## What to work on
Write the next few sentences of the news report on the Ghana cedi's depreciation, picking up where it stops.

## Page extract

* * *

Banking consultant Dr Richmond Atuahene says undisciplined and persistent fiscal deficits and loose monetary policies have been important drivers of exchange rate instability in Ghana.
He says notable in this regard is the period from 2020 to 2023, when government spending and money creation increased rapidly, triggering inflation and currency depreciation.
Dr. Atuahene who was speaking at the Ghana National Chamber of Commerce and Industry (GNCCI) Dialogue Series, said whenever Ghana’s fiscal and monetary policies were relatively loose, the exchange rate tended to experience large depreciations.
The Dialogue was on the theme: “Navigating the rapid depreciation of the Ghana Cedi: Surviving in the Midst of the Crisis.”
He said depreciation had happened because of supply and
demand fluctuations, the lack of access to international capital markets, shortage of foreign direct investment, poor cocoa harvests, government/ Bank of Ghana averting leakage of foreign remittances.
He said the depreciation of the cedi, in turn, was contributing to high inflation rates in the local market.

* * *

Descriptions of regions in natural language:
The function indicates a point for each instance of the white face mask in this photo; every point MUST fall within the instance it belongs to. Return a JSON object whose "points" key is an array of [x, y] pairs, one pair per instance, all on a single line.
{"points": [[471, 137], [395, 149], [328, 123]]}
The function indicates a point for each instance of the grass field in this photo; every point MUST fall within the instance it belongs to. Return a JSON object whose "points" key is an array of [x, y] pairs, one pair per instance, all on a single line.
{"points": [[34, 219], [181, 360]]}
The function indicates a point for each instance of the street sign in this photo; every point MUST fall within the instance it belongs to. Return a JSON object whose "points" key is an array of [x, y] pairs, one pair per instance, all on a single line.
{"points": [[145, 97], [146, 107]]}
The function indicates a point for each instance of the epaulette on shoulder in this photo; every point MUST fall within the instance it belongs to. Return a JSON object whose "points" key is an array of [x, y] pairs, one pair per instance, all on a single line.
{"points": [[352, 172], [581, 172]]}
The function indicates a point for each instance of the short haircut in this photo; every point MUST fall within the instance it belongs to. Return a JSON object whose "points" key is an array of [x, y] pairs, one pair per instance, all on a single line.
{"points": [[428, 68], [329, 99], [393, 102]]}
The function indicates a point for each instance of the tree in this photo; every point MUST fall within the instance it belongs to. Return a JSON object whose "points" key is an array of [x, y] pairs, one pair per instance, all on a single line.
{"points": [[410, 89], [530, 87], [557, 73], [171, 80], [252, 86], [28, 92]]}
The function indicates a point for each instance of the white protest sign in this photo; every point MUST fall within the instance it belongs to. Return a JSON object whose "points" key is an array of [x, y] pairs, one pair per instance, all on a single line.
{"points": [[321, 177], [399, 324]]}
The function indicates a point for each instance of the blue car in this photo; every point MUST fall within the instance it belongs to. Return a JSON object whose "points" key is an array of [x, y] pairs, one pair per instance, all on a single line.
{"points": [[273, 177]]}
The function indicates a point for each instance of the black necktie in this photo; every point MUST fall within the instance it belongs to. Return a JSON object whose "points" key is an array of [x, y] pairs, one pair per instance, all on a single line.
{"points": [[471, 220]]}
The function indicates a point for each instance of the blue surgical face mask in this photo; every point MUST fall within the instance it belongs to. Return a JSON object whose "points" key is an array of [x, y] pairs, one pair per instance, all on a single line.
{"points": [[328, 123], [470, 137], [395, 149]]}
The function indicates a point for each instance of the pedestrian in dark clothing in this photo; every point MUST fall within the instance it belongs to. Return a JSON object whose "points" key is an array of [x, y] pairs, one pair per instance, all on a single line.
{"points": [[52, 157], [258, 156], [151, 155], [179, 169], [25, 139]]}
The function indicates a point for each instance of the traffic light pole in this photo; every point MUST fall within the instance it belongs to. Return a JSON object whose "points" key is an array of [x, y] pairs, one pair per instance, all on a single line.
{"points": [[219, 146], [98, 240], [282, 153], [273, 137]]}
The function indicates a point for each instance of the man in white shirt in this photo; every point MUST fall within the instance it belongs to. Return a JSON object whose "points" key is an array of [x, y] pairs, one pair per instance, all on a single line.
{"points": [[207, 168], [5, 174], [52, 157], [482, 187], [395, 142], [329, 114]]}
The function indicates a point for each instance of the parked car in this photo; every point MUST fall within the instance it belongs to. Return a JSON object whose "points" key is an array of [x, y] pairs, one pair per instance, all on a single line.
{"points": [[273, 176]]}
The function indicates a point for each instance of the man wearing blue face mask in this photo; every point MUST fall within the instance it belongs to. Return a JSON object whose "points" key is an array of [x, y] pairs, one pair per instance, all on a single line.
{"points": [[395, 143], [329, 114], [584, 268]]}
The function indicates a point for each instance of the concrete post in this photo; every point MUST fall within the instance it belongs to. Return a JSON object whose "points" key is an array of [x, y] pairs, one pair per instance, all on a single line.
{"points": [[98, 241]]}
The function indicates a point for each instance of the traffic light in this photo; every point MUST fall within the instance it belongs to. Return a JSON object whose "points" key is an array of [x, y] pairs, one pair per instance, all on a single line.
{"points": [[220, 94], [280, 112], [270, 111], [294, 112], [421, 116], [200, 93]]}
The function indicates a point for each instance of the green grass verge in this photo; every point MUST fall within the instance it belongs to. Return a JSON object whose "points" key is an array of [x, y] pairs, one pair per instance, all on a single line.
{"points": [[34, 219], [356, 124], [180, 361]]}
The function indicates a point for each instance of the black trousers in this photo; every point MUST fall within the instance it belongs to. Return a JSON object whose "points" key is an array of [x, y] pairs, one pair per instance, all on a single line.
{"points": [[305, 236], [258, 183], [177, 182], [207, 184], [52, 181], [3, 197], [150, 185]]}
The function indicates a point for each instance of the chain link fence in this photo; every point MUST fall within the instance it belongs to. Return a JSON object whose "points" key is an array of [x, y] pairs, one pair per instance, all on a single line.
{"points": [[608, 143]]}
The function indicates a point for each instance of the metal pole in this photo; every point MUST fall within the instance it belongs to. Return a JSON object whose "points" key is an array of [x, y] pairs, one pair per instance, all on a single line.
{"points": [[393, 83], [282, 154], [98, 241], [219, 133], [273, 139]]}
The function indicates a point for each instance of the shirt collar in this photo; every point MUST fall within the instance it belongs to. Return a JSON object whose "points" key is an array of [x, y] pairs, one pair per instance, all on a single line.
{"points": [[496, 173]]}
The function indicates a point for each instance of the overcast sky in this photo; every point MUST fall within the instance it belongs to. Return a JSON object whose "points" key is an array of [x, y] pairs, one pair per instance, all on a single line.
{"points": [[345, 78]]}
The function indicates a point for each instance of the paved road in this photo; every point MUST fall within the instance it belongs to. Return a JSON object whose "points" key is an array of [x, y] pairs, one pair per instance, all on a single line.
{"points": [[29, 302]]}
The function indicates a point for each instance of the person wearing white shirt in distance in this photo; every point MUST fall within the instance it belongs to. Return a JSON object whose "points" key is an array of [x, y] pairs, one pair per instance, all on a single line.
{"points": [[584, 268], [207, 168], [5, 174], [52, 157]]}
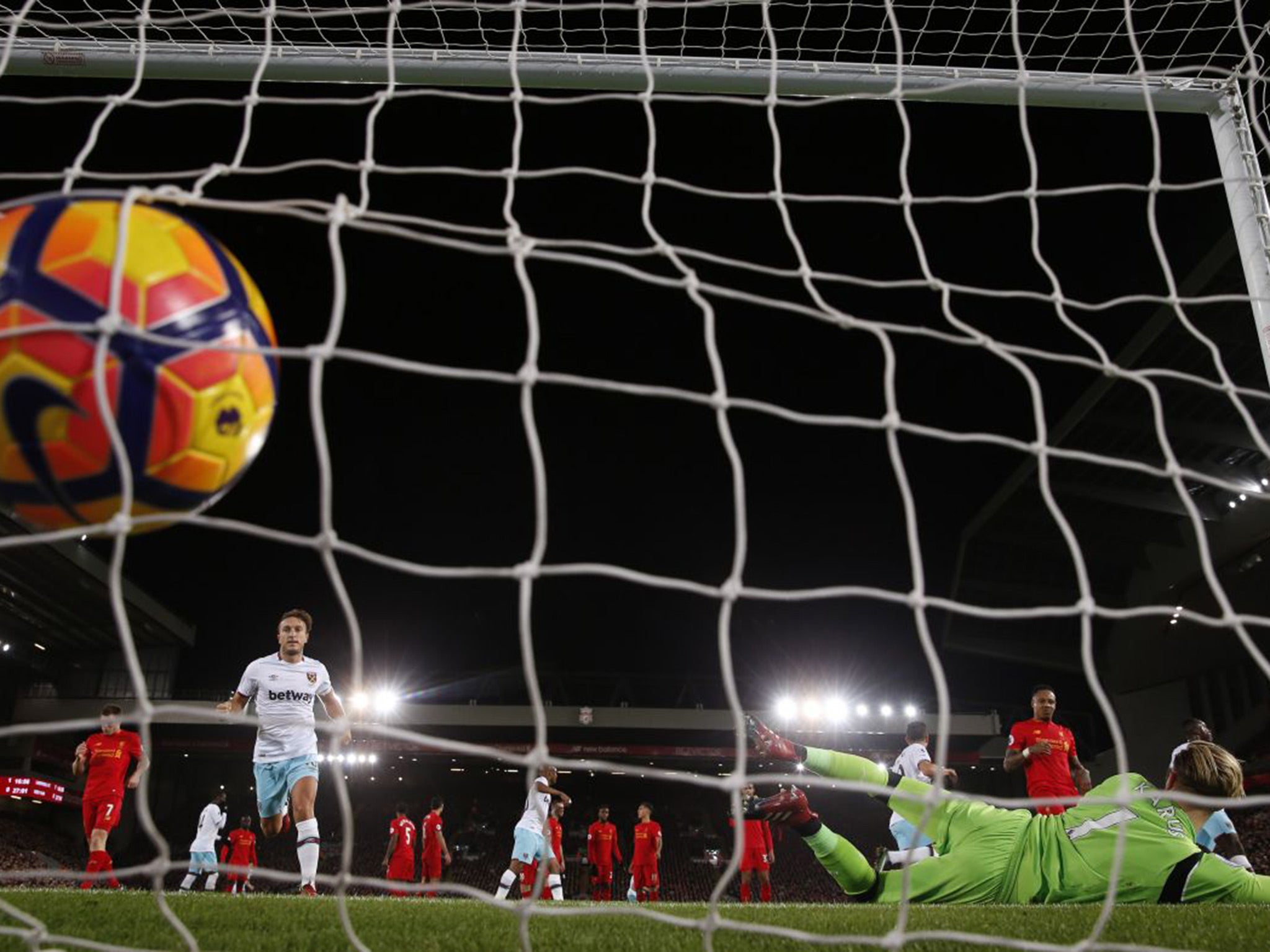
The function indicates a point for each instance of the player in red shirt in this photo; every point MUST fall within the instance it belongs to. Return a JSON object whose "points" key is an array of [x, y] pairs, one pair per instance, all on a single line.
{"points": [[1047, 753], [399, 857], [106, 757], [557, 833], [646, 855], [757, 853], [601, 848], [242, 852], [435, 850]]}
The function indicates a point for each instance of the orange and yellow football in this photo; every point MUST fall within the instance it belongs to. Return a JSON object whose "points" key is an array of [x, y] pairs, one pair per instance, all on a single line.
{"points": [[191, 418]]}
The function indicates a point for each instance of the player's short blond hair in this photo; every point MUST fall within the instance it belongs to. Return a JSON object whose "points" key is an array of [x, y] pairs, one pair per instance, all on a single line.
{"points": [[1209, 770]]}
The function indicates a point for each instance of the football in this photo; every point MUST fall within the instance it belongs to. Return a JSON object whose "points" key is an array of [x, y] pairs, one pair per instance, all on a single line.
{"points": [[191, 418]]}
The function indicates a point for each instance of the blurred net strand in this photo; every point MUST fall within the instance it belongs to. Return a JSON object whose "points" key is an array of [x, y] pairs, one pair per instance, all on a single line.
{"points": [[733, 588]]}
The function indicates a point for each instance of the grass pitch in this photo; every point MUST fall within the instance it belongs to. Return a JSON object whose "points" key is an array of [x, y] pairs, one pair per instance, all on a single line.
{"points": [[295, 924]]}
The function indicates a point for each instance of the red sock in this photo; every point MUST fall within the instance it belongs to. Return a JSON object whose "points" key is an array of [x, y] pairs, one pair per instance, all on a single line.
{"points": [[109, 865], [94, 863]]}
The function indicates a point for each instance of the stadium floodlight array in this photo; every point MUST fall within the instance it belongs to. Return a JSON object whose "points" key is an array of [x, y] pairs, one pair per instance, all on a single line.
{"points": [[1143, 58], [833, 710]]}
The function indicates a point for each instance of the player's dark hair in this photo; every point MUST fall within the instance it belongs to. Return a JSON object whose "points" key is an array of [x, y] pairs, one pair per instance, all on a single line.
{"points": [[303, 616], [1192, 723]]}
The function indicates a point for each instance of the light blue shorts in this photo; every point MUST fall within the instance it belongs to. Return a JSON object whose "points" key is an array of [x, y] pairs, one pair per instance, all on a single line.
{"points": [[907, 835], [273, 782], [202, 862], [530, 845], [1219, 826]]}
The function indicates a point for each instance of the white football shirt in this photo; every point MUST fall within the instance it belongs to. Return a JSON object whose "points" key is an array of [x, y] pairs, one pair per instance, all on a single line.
{"points": [[211, 822], [536, 808], [906, 765], [285, 696]]}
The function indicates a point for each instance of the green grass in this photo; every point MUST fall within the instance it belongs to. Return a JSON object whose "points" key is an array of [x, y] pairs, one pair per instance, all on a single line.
{"points": [[295, 924]]}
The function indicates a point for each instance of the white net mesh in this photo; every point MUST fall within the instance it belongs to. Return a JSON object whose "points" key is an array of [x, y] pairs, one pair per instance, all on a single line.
{"points": [[1008, 244]]}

* * *

## Task result
He said inflation for locally produced items was 16.1 per cent, while inflation for imported items was 25.0 per cent in April 2024, inflation was sharply eroding the purchasing power of consumers as prices of most consumables go up almost every other week.
The Banking Consultant said a secondary effect was reduced demand for some products that average consumers now considered to be luxuries and no longer affordable not necessarily because the prices of such products had gone up, but because the prices of competing basic needs had increased dramatically.
The situation is affecting all sectors of the economy; however, some key sectors that are particularly affected by depreciation affecting consumer demand include consumer and household goods, agricultural Inputs like fertilizers and pesticides, oil, and gas (gas and diesel) and agribusiness and processed foods.
The rest are pharmaceuticals and Drugs, raw materials, semi-process products, poultry products and Meat Products, tomatoes, onions, and carrots.
He said the government must re-negotiate existing leasing contracts with Mining Companies Operating in the Country Based on Botswana’s Model with Anglo/American De Beers could be classified as part of a medium-term strategy to address the persistent depreciation of Cedi.
“The average return on the total Gold exported is between 13.1 per cent to 14.1 per cent,” he said.
The exported total value of US$ 43 billion for the period 2014 to 2022 and surrendered value to the Bank of Ghana’s Account was US$6.4 billion just about 14.8 per cent.
In 2022, Ghana extracted and exported a total value of US$ 6.6 billion with a surrendered portion of US$ 865 million just about 13.1 per cent.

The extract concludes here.